• Consignes à suivre
1. Relevez, s'il vous plaît, tous les noms de personnes cités dans le texte sur l'économie du développement.
2. Reprenez le texte sur l'économie du développement à partir de sa dernière phrase et rédigez-en la suite.

• Texte à lire
....

Le temps des évaluations

Sur ce arrivent les années 2000 et l’entrée dans le nouveau millénaire coïncide avec un bouleversement radical de la conception de l’économie du développement. Un certain nombre de chercheurs, parmi lesquels Esther Duflo et Abhijit Banerjee, deviennent les figures emblématiques d’un mouvement plus général de rejet de la façon dont est traité le problème du sous-développement dans le cadre du consensus de Washington et en réaction à des théoriciens tels que William Easterly ou encore Jeffrey Sachs dont les pensées ont été évoquées plus haut. Le propos d’Esther Duflo et d’Abhijit Banerjee est qu’il faut cesser de décréter qu’il faut déployer tel ou tel système de mesures et prendre à bras-le-corps le problème en évaluant précisément ce qui fonctionne et ce qui ne fonctionne pas, dans l’optique d’apporter une aide maîtrisée et évaluée dans un souci de « ne pas trop dépenser ». Esther Duflo[ref] expose sa démarche en partant du cas des deux économistes cités précédemment :

« William Easterly estime que les évaluations sont impraticables pour beaucoup des grandes questions de développement et affirme qu’en adoptant les évaluations aléatoires, les chercheurs en économie du développement ont ravalé leurs ambitions car ne répondraient plus qu’à des petites questions ; Jeffrey Sachs voit lui dans la corruption un piège de pauvreté puisque cette dernière engendre la corruption qui nourrit elle-même la pauvreté et propose pour briser le piège de se concentrer sur la pauvreté des pays en voie de développement. Une réflexion attentive et des évaluations rigoureuses peuvent nous aider à concevoir des systèmes permettant de juguler aussi bien la corruption que l’inefficacité. Ce n’est pas là ravaler nos ambitions : nous croyons que des progrès graduels et l’accumulation de petits changements peuvent parfois aboutir à une révolution douce. »

....

• Données enregistrées

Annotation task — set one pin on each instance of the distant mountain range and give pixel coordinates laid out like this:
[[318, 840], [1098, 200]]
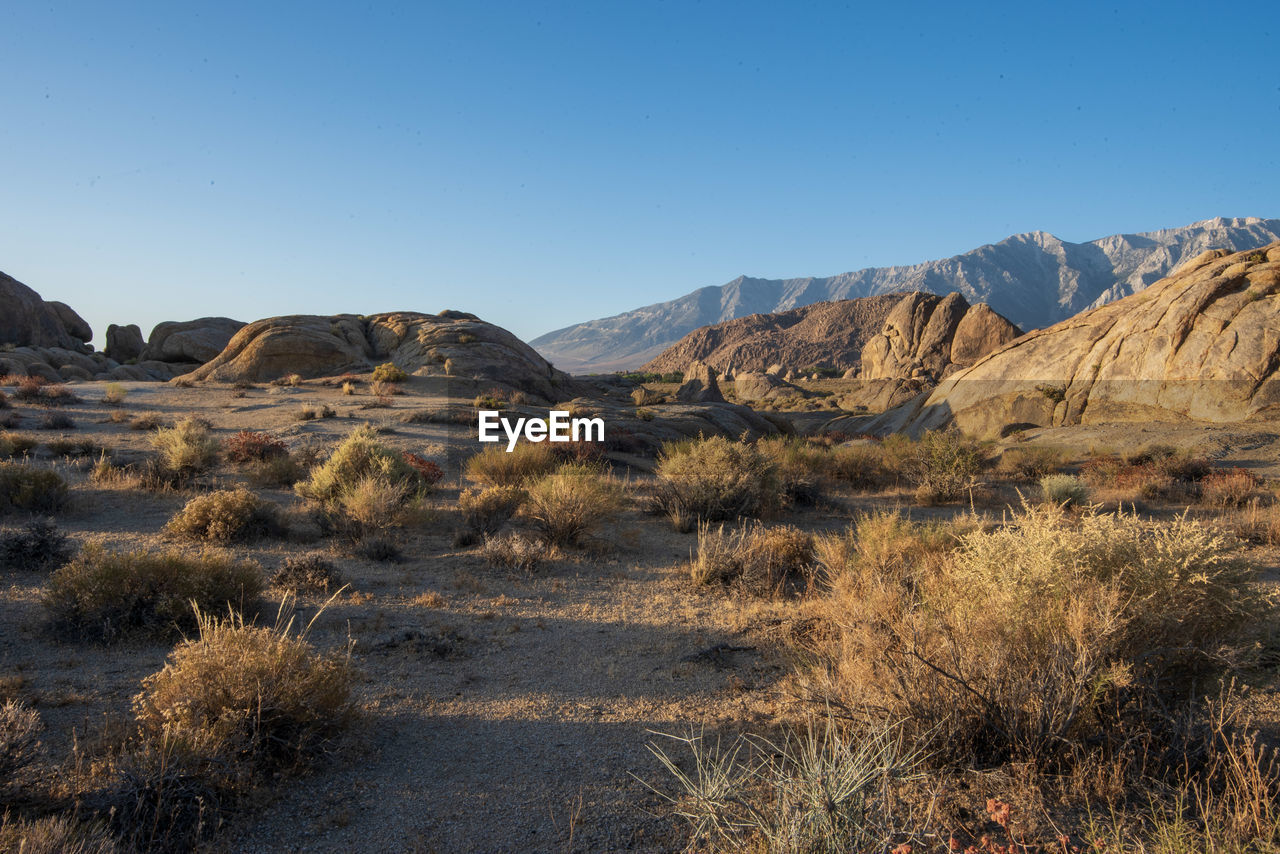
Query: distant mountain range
[[1034, 279]]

....

• Réponses attendues
1.
Esther Duflo
Abhijit Banerjee
William Easterly
Jeffrey Sachs

2.
Ces chercheurs se présentent « avec une posture au début extrêmement modeste, en disant qu’il fallait arrêter de faire de grandes incantations économiques sans savoir si elles étaient réellement efficaces, et à la place essayer de faire des expérimentations ciblées pour tester scientifiquement l’impact de telle ou telle politique », comme l’explique le chercheur que nous avons pu interroger[ref]. C’est une véritable remise à plat que prône ce mouvement qui séduit, et surtout le recours à une méthode, celle des RCT pour évaluer les politiques publiques. Signe qu’il est dans l’air du temps, ce retour à l’évaluation empirique s’est répandu au sein même des institutions internationales, notamment la Banque mondiale qui « mène de plus en plus un effort d’évaluation de ses propres projets » selon François Bourguignon[ref]. Plus encore, cette vision de l’économie a largement imprégné les collaborateurs de telles institutions qui ont intériorisé la supposée nécessité de recourir à l’expérimentation de façon systématique. François Bourguignon[ref] rapporte sous ce titre une anecdote éclairante : dans certains cas, lorsque des gouvernements faisaient appel à la Banque mondiale, il était impossible de fonder ses conseils sur une base expérimentale. Dans de telles situations, il utilisait alors des modèles théoriques simples ce qui menait invariablement ses collaborateurs à lui demander sur quel fondement empirique il se fondait.